■ **Instructions for the task**
Line by line, copy the records below exactly and leave the pictures out.

□ □ □

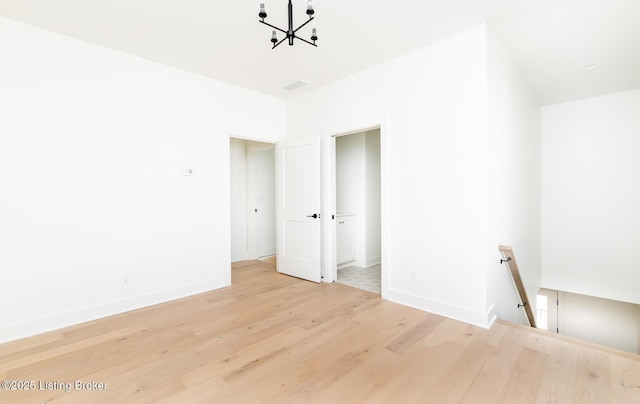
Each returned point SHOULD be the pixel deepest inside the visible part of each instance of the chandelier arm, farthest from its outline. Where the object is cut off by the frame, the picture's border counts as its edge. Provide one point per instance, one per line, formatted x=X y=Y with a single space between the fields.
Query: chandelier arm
x=304 y=40
x=307 y=22
x=282 y=40
x=274 y=27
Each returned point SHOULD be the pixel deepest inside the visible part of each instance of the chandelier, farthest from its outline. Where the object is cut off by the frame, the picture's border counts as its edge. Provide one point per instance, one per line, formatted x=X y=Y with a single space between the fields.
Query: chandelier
x=290 y=33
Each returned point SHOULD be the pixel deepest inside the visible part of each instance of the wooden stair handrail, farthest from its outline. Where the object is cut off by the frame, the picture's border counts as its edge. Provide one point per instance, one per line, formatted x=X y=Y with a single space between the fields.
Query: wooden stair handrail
x=509 y=259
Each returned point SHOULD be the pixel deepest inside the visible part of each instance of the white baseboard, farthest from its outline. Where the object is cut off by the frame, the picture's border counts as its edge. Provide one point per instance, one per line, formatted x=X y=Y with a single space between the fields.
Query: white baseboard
x=478 y=318
x=53 y=322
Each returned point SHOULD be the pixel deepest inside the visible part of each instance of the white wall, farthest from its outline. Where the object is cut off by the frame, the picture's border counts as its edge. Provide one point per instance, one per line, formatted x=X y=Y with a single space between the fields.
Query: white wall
x=373 y=231
x=358 y=191
x=351 y=186
x=590 y=196
x=514 y=183
x=602 y=321
x=431 y=108
x=92 y=143
x=238 y=187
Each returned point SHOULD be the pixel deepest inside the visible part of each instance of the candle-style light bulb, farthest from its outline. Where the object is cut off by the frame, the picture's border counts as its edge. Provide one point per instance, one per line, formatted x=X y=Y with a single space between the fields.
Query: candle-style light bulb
x=263 y=13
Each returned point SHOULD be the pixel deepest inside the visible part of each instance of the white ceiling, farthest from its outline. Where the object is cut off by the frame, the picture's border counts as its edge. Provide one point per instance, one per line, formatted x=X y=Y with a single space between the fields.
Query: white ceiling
x=550 y=40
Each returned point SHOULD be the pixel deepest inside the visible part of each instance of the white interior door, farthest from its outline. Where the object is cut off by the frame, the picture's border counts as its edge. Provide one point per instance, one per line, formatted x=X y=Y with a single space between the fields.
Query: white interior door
x=261 y=200
x=298 y=206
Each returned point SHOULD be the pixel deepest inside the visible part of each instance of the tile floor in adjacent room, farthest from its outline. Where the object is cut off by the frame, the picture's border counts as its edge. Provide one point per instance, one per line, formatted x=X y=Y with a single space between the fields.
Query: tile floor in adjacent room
x=361 y=278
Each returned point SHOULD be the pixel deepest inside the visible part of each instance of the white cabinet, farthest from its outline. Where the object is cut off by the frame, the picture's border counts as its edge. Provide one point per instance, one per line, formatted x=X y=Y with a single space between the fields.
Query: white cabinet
x=346 y=239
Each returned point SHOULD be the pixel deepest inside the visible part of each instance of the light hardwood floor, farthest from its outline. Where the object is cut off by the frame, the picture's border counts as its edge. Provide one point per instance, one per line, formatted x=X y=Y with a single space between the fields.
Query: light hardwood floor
x=271 y=338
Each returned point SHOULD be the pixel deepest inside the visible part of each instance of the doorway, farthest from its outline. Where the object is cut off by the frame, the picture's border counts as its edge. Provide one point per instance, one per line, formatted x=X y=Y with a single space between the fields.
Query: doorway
x=252 y=205
x=358 y=209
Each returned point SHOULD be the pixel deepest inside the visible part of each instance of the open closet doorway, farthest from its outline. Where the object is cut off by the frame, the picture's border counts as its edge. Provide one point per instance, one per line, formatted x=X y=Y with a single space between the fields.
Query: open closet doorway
x=253 y=209
x=358 y=209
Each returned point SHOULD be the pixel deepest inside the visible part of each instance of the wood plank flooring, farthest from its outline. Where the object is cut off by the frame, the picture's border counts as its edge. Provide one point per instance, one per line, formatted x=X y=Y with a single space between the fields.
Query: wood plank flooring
x=270 y=338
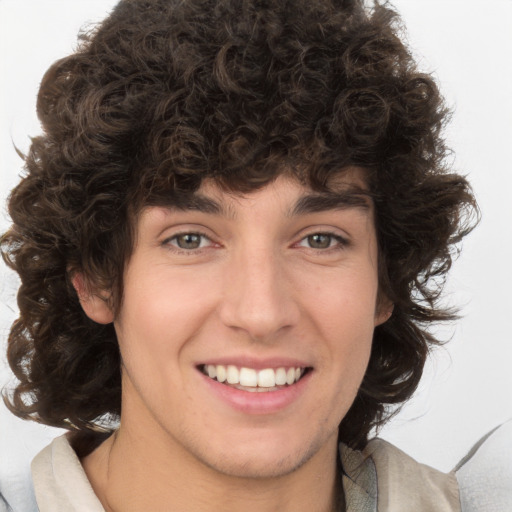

□ □ □

■ **Completed task**
Each returned point SHOULD be the pixel deepest inside the visible part of each instance of the chandelier arm, farthest from its outline. Where the object is cut off by the frame, the picture's border counts as its edge. Provide one point per instance, one per line, formatted x=X y=Y with a single space between the fields.
Query: chandelier arm
x=304 y=40
x=307 y=22
x=282 y=40
x=274 y=27
Each returned point SHOULD be the pixel deepest inside the visible part of each instance of the chandelier, farthest from its outline. Where the object is cut off by the frame, the picture's border counts as its edge. Provide one point per instance, one per line, formatted x=X y=Y with a single space between the fields.
Query: chandelier
x=290 y=33
Each returned point SHOULD be the pixel deepest inside the visible part of each instance of the wooden stair handrail, farthest from its outline. Where the object is cut off by the frame, the picture's border counts as its edge. Provide one point per instance, one per line, formatted x=X y=Y with a single space between the fields.
Query: wooden stair handrail
x=509 y=259
Each returned point SHOULD be the pixel deepest inside the visible part of each instance of the white baseboard, farthest from its outline. Where the object is cut off by the frame, the picture's border counts as its edge. Provide one point per instance, one per line, formatted x=X y=Y with a single space between the fields.
Query: white baseboard
x=478 y=318
x=53 y=322
Each returned point SHOULD be the pixel deepest inside the visible part of each instance of the white wall, farthest from its outline. Where the object is cut off by the frame, the picture's border counts as its edge. Provide one point per instance, one per line, formatted x=X y=Y with a single space between the fields.
Query: white wall
x=373 y=231
x=358 y=191
x=351 y=186
x=590 y=196
x=514 y=183
x=602 y=321
x=431 y=108
x=92 y=143
x=238 y=187
Each returned point SHOULD be the pixel deepest inside the visible part of each instance of the candle-style light bulb, farthest from its outline. Where the object is cut off by the frame, the picture's border counts as its edge. Provide one point per instance, one per line, formatted x=X y=Y with a single space between the fields.
Query: candle-style light bulb
x=263 y=13
Each returned point SHOULD be the pixel deepest inside the visible part of each instance of the white ceiling, farthest from its outline. Where the object is cut off by the frame, the picture's border counts as its edge. Provide one point per instance, one per line, formatted x=X y=Y with a single space between the fields.
Query: white ceiling
x=550 y=40
Each returned point SHOULD be the pixel deepest inside the visible part of each instance of the white interior door, farthest from its outline. Where the object is cut off by the frame, the picture's border counts as its edge. Provide one point per instance, one per line, formatted x=X y=Y with a single space between the fields.
Query: white interior door
x=261 y=200
x=298 y=206
Each returned point SHOULD be the pixel deepest inside the visible part of each instance of the tile floor in adjacent room, farthest from its outline. Where the object is cut off by the frame, the picture's border counts as its edge. Provide one point per instance, one per line, formatted x=X y=Y with a single space between the fields.
Query: tile floor in adjacent room
x=361 y=278
Each returned point SHOULD be the pixel deepest inside the visible part of each instance of the white cabinet, farthest from its outline. Where the object is cut off by the frame, the picture's border counts as its edge. Provide one point per instance, one per line, formatted x=X y=Y with a single space between the fields.
Query: white cabinet
x=346 y=239
Each returned point SHOULD be the pixel deepest inside the visible part of each instance of the light hardwood floor, farthest from its outline. Where the object is cut off by the frame, the picture's border counts as its edge. Provide one point per instance, one per line, formatted x=X y=Y with a single space between the fields.
Query: light hardwood floor
x=271 y=338
Each returned point SHOULD be the pixel deepest inside the visible part of each instance of the doorway, farthest from its outline. Where the object is cut off by the frame, the picture's border counts as its edge. Provide one point per instance, one per line, formatted x=X y=Y with a single space between the fields.
Query: doorway
x=252 y=205
x=358 y=209
Each returned point SHOULD be the pixel deepest inside the visible part of each instance of the open closet doorway, farthest from its outline. Where the object is cut off by the frame, the picture's border counts as its edge. Provide one point per instance, one per line, formatted x=X y=Y with a single space between the fields.
Query: open closet doorway
x=253 y=209
x=358 y=209
Each returned point SHOULD be the pixel deepest inside the visible part of each instance of the wood plank flooring, farthest from its outline. Where the object is cut off by the frame, the picture's border counts as its edge. Provide one point per instance, one per line, formatted x=X y=Y with a single space between the fields.
Query: wood plank flooring
x=270 y=338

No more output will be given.